### Work required
Reproduce every entry in the listing without alteration.

### Records to use

+++

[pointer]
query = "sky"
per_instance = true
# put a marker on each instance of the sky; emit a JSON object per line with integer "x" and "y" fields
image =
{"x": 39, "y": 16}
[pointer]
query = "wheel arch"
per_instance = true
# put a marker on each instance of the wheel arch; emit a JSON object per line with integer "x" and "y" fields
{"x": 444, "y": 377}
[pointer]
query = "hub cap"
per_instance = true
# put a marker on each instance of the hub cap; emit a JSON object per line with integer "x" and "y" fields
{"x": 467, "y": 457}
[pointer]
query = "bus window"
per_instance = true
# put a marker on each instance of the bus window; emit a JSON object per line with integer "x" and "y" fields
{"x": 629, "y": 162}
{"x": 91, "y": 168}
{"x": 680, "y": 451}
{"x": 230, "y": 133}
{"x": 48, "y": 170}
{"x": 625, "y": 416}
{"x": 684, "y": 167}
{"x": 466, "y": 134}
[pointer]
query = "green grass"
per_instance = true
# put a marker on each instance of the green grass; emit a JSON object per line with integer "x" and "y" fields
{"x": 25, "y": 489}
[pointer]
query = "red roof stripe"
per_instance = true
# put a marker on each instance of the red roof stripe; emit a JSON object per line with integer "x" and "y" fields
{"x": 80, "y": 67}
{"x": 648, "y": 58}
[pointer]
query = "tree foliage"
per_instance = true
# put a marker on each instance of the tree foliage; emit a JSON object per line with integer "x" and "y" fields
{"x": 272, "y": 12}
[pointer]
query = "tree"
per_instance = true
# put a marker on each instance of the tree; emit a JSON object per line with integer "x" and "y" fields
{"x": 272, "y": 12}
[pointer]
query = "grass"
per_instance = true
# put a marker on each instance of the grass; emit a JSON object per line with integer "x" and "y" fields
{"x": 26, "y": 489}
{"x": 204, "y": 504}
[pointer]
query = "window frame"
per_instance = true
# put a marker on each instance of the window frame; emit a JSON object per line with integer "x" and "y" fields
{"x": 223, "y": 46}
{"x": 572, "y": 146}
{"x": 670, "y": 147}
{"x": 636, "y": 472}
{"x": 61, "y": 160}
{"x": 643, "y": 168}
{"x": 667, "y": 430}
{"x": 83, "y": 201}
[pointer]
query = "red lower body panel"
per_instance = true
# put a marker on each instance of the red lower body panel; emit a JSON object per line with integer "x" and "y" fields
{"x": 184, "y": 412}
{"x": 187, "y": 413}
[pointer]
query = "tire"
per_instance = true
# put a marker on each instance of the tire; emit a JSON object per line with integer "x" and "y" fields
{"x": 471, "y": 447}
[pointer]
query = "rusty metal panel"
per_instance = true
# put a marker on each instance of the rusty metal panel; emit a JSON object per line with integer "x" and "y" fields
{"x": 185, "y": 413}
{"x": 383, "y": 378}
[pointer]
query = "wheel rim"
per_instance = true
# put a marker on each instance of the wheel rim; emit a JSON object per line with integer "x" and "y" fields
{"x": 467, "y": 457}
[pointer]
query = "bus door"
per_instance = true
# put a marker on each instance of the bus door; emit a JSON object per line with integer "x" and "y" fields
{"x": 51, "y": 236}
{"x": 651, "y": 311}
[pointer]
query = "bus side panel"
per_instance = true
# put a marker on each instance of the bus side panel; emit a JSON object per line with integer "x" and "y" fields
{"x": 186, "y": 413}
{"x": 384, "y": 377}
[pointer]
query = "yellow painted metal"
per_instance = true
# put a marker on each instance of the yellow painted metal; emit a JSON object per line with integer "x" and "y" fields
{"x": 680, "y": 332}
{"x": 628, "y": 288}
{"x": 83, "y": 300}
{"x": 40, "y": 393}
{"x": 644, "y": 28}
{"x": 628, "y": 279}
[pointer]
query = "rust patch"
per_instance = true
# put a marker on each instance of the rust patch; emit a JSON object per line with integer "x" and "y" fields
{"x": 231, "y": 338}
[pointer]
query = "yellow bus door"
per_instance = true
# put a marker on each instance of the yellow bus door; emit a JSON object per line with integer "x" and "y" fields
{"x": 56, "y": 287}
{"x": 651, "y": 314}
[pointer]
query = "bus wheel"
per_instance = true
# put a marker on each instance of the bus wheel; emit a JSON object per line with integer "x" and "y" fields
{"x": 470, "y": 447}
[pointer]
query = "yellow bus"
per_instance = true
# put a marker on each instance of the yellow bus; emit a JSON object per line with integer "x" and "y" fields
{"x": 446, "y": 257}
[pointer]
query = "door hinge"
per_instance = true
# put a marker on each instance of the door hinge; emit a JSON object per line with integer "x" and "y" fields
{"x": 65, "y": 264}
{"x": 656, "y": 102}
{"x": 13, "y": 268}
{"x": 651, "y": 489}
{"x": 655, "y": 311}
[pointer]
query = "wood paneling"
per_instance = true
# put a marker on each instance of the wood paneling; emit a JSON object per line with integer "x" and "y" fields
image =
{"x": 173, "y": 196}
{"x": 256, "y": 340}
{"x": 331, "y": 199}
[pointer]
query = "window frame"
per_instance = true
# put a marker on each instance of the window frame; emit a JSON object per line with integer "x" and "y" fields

+++

### Output for this exercise
[pointer]
query = "sky"
per_instance = true
# put a marker on each instance of the sky; emit a JSON object per line with integer "x" and "y" fields
image =
{"x": 39, "y": 16}
[pointer]
query = "wheel arch"
per_instance = true
# put a marker on each instance of the wheel arch; emit a JSON object per line with integer "x" and "y" fields
{"x": 444, "y": 377}
[pointer]
query = "hub cap"
per_instance = true
# put a marker on each instance of the hub cap; emit a JSON object per line with integer "x" and "y" fields
{"x": 467, "y": 457}
[pointer]
query = "bus window"
per_instance = true
# put a marker on each instance of the bus window; emit a JSON object per line with integer "x" and "y" fields
{"x": 629, "y": 162}
{"x": 91, "y": 168}
{"x": 680, "y": 451}
{"x": 230, "y": 133}
{"x": 48, "y": 170}
{"x": 625, "y": 416}
{"x": 684, "y": 167}
{"x": 466, "y": 134}
[pointer]
query = "green grass"
per_instance = true
# put a marker on each instance of the green grass; emit a JSON object per line with integer "x" and "y" fields
{"x": 25, "y": 489}
[pointer]
query = "red roof stripe"
per_instance = true
# put a marker on each instance of the red roof stripe; emit a JSON object per line with integer "x" and "y" fields
{"x": 80, "y": 67}
{"x": 648, "y": 58}
[pointer]
query = "tree foliage"
per_instance = true
# put a marker on each instance of the tree foliage; emit a JSON object per line with integer "x" and "y" fields
{"x": 272, "y": 12}
[pointer]
query = "tree"
per_instance = true
# put a marker on each instance of the tree; emit a JSON object per line with integer "x" and "y" fields
{"x": 272, "y": 12}
[pointer]
query = "grass"
per_instance = true
# put a marker on each instance of the grass; emit a JSON object per line with integer "x" and "y" fields
{"x": 26, "y": 489}
{"x": 204, "y": 504}
[pointer]
query = "window frame"
per_instance = true
# put a marker on each instance of the window frame; emit a JSON object per line with integer "x" and "y" fields
{"x": 223, "y": 46}
{"x": 572, "y": 146}
{"x": 670, "y": 147}
{"x": 636, "y": 472}
{"x": 61, "y": 160}
{"x": 643, "y": 168}
{"x": 667, "y": 430}
{"x": 83, "y": 201}
[pointer]
query = "red lower body panel"
per_instance = true
# put a marker on each instance of the red lower body panel; emit a JSON object per line with integer "x" and "y" fields
{"x": 184, "y": 412}
{"x": 187, "y": 413}
[pointer]
query = "tire"
per_instance = true
# put a marker on each instance of the tire; emit a JSON object per line with integer "x" and "y" fields
{"x": 471, "y": 447}
[pointer]
query = "rusty metal panel"
per_instance = true
# put a marker on each instance of the rusty metal panel; emit a JSON object per line with integer "x" and "y" fields
{"x": 185, "y": 413}
{"x": 383, "y": 378}
[pointer]
query = "wheel rim"
per_instance = true
# put a marker on each instance of the wheel rim; emit a JSON object per line with integer "x" and "y" fields
{"x": 467, "y": 457}
[pointer]
query = "bus door"
per_instance = true
# put a marker on each instance of the bus door; emit a JSON object per line with integer "x" and "y" fields
{"x": 51, "y": 236}
{"x": 651, "y": 311}
[pointer]
query = "bus side panel"
per_instance = true
# put a marker on each instance of the bus side panel; emit a JSON object per line with integer "x" and "y" fields
{"x": 186, "y": 413}
{"x": 384, "y": 377}
[pointer]
query = "yellow painted metal"
per_instance = true
# put a marker on each instance of the yellow painted metal; emit a JSON object per line with integer "x" and "y" fields
{"x": 680, "y": 332}
{"x": 628, "y": 288}
{"x": 83, "y": 300}
{"x": 40, "y": 393}
{"x": 644, "y": 28}
{"x": 628, "y": 279}
[pointer]
query = "rust patch"
per_instance = true
# put a marker on each instance of the rust patch; emit a JSON object per line with integer "x" and "y" fields
{"x": 231, "y": 338}
[pointer]
query = "yellow bus door"
per_instance = true
# put a marker on each instance of the yellow bus door; emit a JSON object per line with integer "x" and "y" fields
{"x": 56, "y": 287}
{"x": 651, "y": 314}
[pointer]
query = "bus wheel"
per_instance = true
# put a marker on each instance of the bus wheel; emit a JSON object per line with integer "x" and "y" fields
{"x": 470, "y": 447}
[pointer]
query = "yellow bus"
per_instance = true
# put a marker on each instance of the yellow bus; emit a JSON object per line with integer "x" and "y" fields
{"x": 446, "y": 257}
[pointer]
query = "door hinge"
per_instance = true
# put a marker on each instance of the door hinge; emit a JSON object per line with integer "x" and "y" fields
{"x": 65, "y": 264}
{"x": 656, "y": 102}
{"x": 13, "y": 268}
{"x": 651, "y": 489}
{"x": 655, "y": 311}
[pointer]
query = "wood paneling"
per_instance = true
# put a marker on each instance of the wood paneling; emit a JSON object per line with integer "x" and "y" fields
image =
{"x": 173, "y": 196}
{"x": 256, "y": 340}
{"x": 331, "y": 199}
[pointer]
query = "window frame"
per_instance = true
# put a marker on each instance of the window frame; emit a JSON object per line with integer "x" and "y" fields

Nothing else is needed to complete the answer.